* [CONSIGNE]:
Renommez « utility pole » en « power pole » dans tous les items ci-dessous, puis redonnez-les sans rien modifier d'autre. Laissez les images de côté, s'il vous plaît.

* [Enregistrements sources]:
========================================

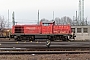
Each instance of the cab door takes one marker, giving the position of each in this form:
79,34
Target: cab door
47,28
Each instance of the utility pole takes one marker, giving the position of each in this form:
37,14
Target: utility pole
53,15
38,17
13,19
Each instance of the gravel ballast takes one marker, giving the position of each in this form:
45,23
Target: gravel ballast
46,57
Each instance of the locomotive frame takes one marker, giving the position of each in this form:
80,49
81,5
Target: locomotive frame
42,31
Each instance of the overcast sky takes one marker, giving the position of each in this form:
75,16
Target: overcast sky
26,10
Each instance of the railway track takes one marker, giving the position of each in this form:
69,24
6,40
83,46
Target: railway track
44,52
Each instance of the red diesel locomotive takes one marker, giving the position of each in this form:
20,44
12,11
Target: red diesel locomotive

========================================

* [RÉPONSE RÉDIGÉE]:
Each instance of the cab door takes one marker, giving the position of each in this form:
79,34
Target: cab door
47,28
Each instance of the power pole takes one marker, giving the position of each in this form:
37,14
Target: power pole
53,15
38,17
13,19
Each instance of the gravel ballast takes one marker, giving the position of each in this form:
45,23
Target: gravel ballast
46,57
Each instance of the locomotive frame takes one marker, giving the position of each in this form:
80,49
81,5
Target: locomotive frame
42,31
Each instance of the overcast sky takes one marker, giving the position of each in this form:
75,16
Target: overcast sky
26,10
Each instance of the railway track takes one marker, giving the position of each in this form:
69,24
6,40
83,46
Target: railway track
44,52
Each instance of the red diesel locomotive takes one marker, giving the position of each in this form:
20,44
12,11
Target: red diesel locomotive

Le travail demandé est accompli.